**Questions to answer**
**1)** Translate this sentence from the beam exercise into Spanish: "The beam is divided into two sections to determine the bearing reactions and the joint forces."
**2)** From the beam exercise, write out the passage starting with "This exercise is" and going on through "A, B and C.", keeping every character as it is.

**Text**
===============

This exercise is about the following questions:

• How to calculate the forces in a joint?
• How to calculate the bearing loads if a force acts with an offset?

A force F acts with an offset on a beam. The beam is fixed on one side and connected to a floating bearing with a joint. Find the reaction forces in A, B and C.

## Solution

The following video is in german language.

The beam is divided into two sections to determine the bearing reactions and the joint forces.

### Section 1 Free-cut section 1 of the beam $\require{cancel}$

The equilibrium of forces in the x-direction is

$\tag{1} \sum F_x = 0 = F + F_{Bx}$

$\tag{2} F_{Bx} = -F$

The equilibrium of forces in the y-direction is

$\tag{3} \sum F_y = 0 = F_{Ay} + F_{By}$

The equilibrium of moments around point A gives

$\tag{4} \sum M(A) = 0 = -F \cdot a + F_{By} \cdot 2 \cdot a$

$\tag{5} F_{By} = \frac{F \cdot \bcancel{a}}{2 \cdot \bcancel{a}}$

So the result from equation 3 is

$\tag{6} F_{Ay} = - \frac{F}{2}$

### Section 2 Free-cut section 2 of the beam $\require{cancel}$

The equilibrium of forces in the x-direction is

$\tag{7} \sum F_x = 0 = - F_{Bx} + F_{Cx}$

$\tag{8} F_{Cx} = -F$

The equilibrium of forces in the y-direction is

$\tag{9} \sum F_y = 0 = - F_{By} + F_{Cy}$

$\tag{10} F_{Cy} = \frac{F}{2}$

The equilibrium of moments around point C gives

$\tag{11} \sum M(C) = 0 = F_{By} \cdot 2a + M_C$

$\tag{12} M_C = - F \cdot a$

===============

**Data for analysis**
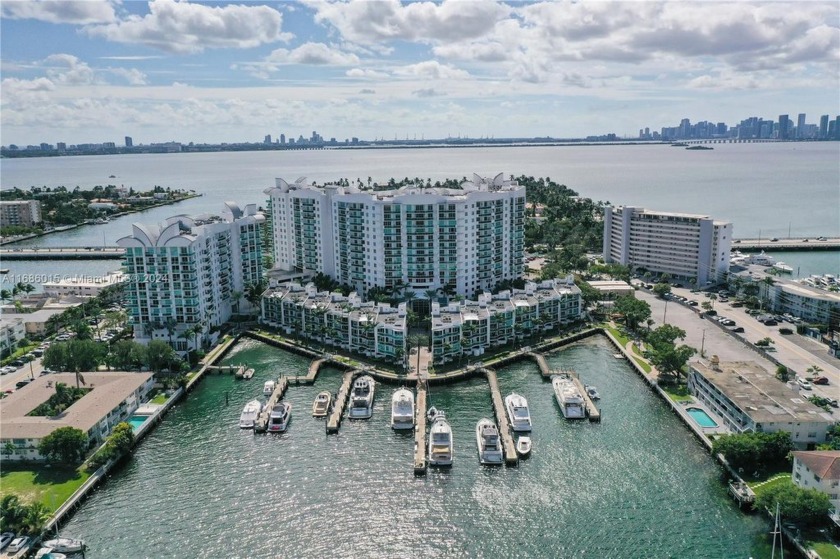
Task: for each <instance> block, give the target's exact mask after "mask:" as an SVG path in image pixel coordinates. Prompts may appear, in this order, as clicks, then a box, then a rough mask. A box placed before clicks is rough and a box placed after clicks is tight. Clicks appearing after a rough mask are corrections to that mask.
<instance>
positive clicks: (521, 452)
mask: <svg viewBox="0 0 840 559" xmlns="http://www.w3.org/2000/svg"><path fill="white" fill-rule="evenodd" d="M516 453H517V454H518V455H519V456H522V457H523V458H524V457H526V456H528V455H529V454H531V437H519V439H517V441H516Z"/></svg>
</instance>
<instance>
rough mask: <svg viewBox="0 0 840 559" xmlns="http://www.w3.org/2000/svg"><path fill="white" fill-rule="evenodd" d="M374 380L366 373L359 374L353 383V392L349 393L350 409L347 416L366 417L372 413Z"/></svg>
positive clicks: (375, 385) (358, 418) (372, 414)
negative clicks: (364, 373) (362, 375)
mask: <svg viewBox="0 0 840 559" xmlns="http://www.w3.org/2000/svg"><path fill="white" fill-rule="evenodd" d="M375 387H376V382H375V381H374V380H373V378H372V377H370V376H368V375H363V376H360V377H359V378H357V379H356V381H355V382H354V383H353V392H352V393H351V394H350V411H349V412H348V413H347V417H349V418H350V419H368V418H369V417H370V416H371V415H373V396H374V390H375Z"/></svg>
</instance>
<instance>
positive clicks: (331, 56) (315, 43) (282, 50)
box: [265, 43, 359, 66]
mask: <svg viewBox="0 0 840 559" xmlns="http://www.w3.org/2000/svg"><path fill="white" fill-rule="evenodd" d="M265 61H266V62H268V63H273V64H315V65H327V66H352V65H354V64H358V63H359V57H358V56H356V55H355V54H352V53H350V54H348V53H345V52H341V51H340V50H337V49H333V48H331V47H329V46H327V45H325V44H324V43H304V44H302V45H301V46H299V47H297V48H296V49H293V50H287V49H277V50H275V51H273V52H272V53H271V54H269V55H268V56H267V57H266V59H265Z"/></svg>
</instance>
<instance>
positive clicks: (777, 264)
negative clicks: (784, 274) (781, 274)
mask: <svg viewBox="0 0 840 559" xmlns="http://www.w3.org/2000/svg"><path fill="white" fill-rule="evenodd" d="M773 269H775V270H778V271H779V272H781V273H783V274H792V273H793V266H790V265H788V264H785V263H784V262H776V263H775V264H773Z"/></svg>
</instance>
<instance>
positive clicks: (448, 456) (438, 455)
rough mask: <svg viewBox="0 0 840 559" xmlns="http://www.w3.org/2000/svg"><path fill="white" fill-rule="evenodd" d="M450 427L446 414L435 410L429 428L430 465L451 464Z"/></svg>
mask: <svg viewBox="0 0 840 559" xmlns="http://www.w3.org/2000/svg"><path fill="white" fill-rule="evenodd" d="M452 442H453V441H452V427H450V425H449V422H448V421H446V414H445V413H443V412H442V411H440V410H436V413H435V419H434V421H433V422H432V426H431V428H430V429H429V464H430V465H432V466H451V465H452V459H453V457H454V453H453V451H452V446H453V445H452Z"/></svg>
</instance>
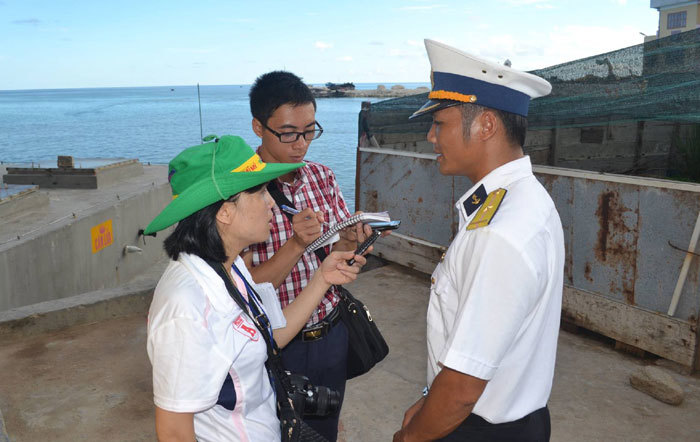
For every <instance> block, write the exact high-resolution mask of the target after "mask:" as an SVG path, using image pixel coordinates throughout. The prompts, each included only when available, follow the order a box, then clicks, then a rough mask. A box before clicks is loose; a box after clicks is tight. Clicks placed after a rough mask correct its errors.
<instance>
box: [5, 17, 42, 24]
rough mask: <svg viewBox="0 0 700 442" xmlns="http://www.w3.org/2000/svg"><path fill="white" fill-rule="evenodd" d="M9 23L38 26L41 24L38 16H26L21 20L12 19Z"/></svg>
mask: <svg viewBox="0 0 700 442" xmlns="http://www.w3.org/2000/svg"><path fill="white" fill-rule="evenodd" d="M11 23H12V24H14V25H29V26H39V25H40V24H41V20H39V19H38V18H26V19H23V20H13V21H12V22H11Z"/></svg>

===============

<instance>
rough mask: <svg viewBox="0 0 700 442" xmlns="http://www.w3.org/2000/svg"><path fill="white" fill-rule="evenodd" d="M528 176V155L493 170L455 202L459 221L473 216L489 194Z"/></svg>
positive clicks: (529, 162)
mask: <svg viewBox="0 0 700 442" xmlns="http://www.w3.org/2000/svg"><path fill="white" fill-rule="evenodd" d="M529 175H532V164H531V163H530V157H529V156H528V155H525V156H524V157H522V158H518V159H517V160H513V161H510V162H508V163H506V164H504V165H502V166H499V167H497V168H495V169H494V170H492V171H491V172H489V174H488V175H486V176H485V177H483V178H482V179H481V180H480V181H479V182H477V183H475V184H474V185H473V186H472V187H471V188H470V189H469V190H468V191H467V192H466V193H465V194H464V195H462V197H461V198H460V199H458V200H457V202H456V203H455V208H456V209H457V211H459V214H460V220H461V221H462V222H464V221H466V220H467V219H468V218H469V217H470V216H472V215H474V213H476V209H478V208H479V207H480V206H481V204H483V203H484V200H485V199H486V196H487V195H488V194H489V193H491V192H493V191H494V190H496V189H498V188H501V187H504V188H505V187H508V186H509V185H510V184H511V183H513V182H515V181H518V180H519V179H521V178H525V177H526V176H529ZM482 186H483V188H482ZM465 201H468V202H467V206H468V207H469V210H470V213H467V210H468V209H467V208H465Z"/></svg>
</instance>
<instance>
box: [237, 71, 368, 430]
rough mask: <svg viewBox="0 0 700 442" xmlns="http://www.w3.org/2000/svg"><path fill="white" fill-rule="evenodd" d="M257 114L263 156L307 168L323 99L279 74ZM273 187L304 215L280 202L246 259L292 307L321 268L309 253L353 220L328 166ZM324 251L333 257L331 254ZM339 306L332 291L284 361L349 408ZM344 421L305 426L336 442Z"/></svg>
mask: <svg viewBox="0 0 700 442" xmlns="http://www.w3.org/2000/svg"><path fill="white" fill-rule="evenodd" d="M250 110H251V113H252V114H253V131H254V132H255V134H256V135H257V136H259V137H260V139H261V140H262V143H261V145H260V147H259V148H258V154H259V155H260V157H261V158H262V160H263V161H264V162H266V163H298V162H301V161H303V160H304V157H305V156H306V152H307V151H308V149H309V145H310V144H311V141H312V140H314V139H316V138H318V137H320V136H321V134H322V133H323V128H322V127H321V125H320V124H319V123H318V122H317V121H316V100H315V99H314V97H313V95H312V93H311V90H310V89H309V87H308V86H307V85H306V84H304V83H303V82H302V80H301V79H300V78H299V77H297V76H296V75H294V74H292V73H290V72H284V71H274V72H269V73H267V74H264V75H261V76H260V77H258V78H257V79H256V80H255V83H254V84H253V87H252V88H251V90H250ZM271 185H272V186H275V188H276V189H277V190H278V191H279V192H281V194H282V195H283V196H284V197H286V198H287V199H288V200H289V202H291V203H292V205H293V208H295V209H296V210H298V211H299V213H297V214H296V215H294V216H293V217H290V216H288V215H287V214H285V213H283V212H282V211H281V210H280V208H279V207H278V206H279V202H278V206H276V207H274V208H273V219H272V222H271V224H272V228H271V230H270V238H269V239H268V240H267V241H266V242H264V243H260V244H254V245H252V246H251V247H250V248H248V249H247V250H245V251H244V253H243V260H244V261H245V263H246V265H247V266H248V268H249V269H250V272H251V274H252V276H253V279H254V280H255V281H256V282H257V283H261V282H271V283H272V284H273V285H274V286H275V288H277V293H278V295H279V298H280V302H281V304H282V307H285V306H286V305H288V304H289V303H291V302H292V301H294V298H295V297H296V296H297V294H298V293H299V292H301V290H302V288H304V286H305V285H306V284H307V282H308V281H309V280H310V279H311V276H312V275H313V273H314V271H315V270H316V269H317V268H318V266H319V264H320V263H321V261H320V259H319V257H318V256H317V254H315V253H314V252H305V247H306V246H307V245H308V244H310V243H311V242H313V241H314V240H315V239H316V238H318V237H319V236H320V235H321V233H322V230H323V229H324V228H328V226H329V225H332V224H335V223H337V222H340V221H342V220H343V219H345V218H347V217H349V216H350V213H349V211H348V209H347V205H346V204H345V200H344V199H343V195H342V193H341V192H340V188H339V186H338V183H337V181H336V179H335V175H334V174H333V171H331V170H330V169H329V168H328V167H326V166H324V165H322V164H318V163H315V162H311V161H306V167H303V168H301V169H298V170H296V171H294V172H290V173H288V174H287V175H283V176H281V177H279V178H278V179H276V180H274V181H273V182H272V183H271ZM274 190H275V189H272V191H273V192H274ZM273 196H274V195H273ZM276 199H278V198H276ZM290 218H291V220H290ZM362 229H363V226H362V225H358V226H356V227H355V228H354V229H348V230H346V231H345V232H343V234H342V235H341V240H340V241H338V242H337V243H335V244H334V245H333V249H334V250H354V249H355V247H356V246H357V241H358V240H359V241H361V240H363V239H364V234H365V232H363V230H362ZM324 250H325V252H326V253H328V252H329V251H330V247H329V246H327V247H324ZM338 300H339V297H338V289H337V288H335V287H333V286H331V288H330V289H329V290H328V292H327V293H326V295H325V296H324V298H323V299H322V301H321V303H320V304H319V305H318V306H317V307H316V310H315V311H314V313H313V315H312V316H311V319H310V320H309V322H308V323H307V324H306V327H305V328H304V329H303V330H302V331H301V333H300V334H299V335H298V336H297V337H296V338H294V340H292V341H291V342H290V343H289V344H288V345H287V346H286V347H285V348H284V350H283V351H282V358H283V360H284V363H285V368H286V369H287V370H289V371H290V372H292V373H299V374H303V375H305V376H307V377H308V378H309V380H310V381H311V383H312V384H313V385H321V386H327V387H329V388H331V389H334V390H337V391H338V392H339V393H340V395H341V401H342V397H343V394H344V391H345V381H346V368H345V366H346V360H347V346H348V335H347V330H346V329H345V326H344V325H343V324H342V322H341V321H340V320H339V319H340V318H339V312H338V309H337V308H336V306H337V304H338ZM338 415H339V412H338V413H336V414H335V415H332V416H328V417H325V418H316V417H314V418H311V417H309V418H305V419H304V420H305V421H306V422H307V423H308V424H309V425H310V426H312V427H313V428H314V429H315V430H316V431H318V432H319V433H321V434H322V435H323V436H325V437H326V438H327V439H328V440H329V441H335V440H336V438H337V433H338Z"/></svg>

===============

**Answers**
**1)** La viga se divide en dos secciones para determinar las reacciones en los apoyos y las fuerzas en la articulación.

**2)**
This exercise is about the following questions:

• How to calculate the forces in a joint?
• How to calculate the bearing loads if a force acts with an offset?

A force F acts with an offset on a beam. The beam is fixed on one side and connected to a floating bearing with a joint. Find the reaction forces in A, B and C.